→ Work request:
Since only the words are wanted, reproduce every entry exactly and leave the images behind.

Saved entries:
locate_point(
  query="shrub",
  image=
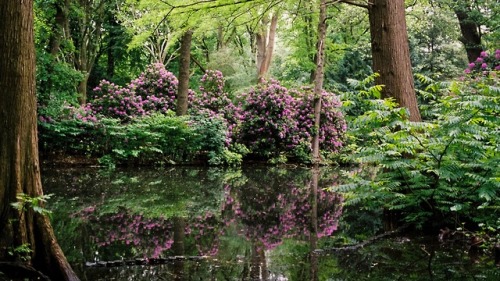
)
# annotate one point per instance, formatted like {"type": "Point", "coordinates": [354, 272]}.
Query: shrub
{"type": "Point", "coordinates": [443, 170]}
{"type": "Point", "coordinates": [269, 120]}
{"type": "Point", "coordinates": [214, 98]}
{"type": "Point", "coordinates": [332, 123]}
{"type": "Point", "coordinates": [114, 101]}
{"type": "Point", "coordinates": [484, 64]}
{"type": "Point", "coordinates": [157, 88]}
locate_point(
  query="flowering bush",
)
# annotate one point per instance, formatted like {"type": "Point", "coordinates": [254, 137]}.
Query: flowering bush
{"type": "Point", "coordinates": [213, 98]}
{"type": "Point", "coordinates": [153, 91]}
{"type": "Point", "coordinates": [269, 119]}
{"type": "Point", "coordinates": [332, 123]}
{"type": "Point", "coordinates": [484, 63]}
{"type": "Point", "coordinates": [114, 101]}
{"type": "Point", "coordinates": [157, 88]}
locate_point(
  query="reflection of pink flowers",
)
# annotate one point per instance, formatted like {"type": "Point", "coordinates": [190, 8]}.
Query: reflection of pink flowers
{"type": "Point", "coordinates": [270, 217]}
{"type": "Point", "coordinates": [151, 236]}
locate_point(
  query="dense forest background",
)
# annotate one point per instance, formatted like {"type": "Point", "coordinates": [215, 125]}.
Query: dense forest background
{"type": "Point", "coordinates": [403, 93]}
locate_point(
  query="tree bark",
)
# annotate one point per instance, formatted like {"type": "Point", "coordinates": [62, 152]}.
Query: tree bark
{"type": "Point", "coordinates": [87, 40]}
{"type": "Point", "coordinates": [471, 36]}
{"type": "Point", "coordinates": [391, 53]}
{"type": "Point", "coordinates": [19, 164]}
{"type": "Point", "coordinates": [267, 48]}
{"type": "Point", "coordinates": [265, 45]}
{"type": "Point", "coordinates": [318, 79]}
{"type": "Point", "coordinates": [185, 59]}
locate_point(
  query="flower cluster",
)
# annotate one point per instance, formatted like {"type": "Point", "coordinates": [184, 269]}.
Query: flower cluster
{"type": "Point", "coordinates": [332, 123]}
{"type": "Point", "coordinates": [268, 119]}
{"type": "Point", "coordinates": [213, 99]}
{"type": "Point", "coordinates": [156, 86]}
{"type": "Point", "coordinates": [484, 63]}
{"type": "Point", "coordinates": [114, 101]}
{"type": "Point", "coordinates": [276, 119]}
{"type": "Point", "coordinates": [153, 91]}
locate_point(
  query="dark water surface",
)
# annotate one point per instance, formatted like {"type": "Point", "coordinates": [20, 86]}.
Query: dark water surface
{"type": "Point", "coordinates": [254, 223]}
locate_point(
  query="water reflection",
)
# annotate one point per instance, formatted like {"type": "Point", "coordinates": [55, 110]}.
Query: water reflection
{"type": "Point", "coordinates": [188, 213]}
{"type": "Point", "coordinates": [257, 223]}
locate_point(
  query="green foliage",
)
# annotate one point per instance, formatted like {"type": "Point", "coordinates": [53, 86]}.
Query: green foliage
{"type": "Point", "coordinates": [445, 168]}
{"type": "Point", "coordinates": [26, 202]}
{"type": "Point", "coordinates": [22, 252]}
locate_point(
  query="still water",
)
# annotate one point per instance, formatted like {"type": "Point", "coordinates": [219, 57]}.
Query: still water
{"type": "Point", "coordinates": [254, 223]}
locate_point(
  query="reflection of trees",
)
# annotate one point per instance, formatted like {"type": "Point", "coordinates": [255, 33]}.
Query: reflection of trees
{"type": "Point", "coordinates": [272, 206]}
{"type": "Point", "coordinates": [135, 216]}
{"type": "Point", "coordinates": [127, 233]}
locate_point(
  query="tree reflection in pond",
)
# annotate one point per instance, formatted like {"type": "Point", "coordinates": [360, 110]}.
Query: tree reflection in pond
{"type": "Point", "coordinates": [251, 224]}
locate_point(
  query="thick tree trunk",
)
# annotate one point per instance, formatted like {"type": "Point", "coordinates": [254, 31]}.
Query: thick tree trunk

→ Solution:
locate_point(
  query="shrub",
  image=
)
# annotate one point per instance, formatted like {"type": "Point", "coordinates": [354, 272]}.
Query: shrub
{"type": "Point", "coordinates": [443, 170]}
{"type": "Point", "coordinates": [269, 120]}
{"type": "Point", "coordinates": [214, 98]}
{"type": "Point", "coordinates": [332, 123]}
{"type": "Point", "coordinates": [114, 101]}
{"type": "Point", "coordinates": [484, 64]}
{"type": "Point", "coordinates": [157, 88]}
locate_point(
  query="flowering bush",
)
# annotate one point per instance, formatted like {"type": "Point", "coordinates": [254, 137]}.
Query: flowering bush
{"type": "Point", "coordinates": [213, 98]}
{"type": "Point", "coordinates": [153, 91]}
{"type": "Point", "coordinates": [269, 119]}
{"type": "Point", "coordinates": [332, 123]}
{"type": "Point", "coordinates": [484, 63]}
{"type": "Point", "coordinates": [114, 101]}
{"type": "Point", "coordinates": [157, 88]}
locate_point(
  query="reflection of pink flowers",
)
# annotate one point per instance, formatted like {"type": "Point", "coordinates": [190, 8]}.
Query: reflection of pink flowers
{"type": "Point", "coordinates": [270, 217]}
{"type": "Point", "coordinates": [151, 236]}
locate_point(
  query="dense forest background",
)
# annotate one point per instance, formatted like {"type": "Point", "coordinates": [215, 125]}.
Query: dense forest background
{"type": "Point", "coordinates": [403, 93]}
locate_point(
  query="tree bark",
)
# annotate one point per instance, formatted like {"type": "Point", "coordinates": [62, 152]}.
Query: tree bark
{"type": "Point", "coordinates": [87, 40]}
{"type": "Point", "coordinates": [471, 36]}
{"type": "Point", "coordinates": [391, 53]}
{"type": "Point", "coordinates": [19, 164]}
{"type": "Point", "coordinates": [267, 48]}
{"type": "Point", "coordinates": [265, 45]}
{"type": "Point", "coordinates": [318, 79]}
{"type": "Point", "coordinates": [185, 59]}
locate_point(
  query="flower cluster",
)
# annotate one point per instance, formatted like {"type": "Point", "coordinates": [184, 269]}.
Query: flower cluster
{"type": "Point", "coordinates": [332, 123]}
{"type": "Point", "coordinates": [268, 119]}
{"type": "Point", "coordinates": [213, 99]}
{"type": "Point", "coordinates": [156, 86]}
{"type": "Point", "coordinates": [484, 63]}
{"type": "Point", "coordinates": [114, 101]}
{"type": "Point", "coordinates": [276, 119]}
{"type": "Point", "coordinates": [153, 91]}
locate_point(
  query="dark water surface",
)
# annotate one point per instance, formatted like {"type": "Point", "coordinates": [20, 86]}.
Query: dark water surface
{"type": "Point", "coordinates": [254, 223]}
locate_point(
  query="water reflection",
)
# annotate one point per instance, formatted like {"type": "Point", "coordinates": [55, 110]}.
Query: water reflection
{"type": "Point", "coordinates": [188, 213]}
{"type": "Point", "coordinates": [257, 223]}
locate_point(
  query="green foliage",
)
# annotate one point per instance, formatted like {"type": "Point", "coordinates": [53, 86]}.
Query: green foliage
{"type": "Point", "coordinates": [445, 168]}
{"type": "Point", "coordinates": [26, 202]}
{"type": "Point", "coordinates": [22, 252]}
locate_point(
  query="still water",
)
# annotate one point per instance, formatted like {"type": "Point", "coordinates": [219, 57]}.
Query: still water
{"type": "Point", "coordinates": [254, 223]}
locate_point(
  query="reflection of trees",
)
# annotate one point per instance, formatted like {"type": "Point", "coordinates": [255, 33]}.
Query: reflection of trees
{"type": "Point", "coordinates": [272, 206]}
{"type": "Point", "coordinates": [135, 216]}
{"type": "Point", "coordinates": [127, 233]}
locate_point(
  query="tree reflection in pond",
)
# annotate one point per instance, formatted like {"type": "Point", "coordinates": [360, 110]}.
Query: tree reflection in pond
{"type": "Point", "coordinates": [251, 224]}
locate_point(
  query="thick tree trunk",
)
# annotate one point per instance, formatted like {"type": "Point", "coordinates": [254, 31]}.
Query: thick tree trunk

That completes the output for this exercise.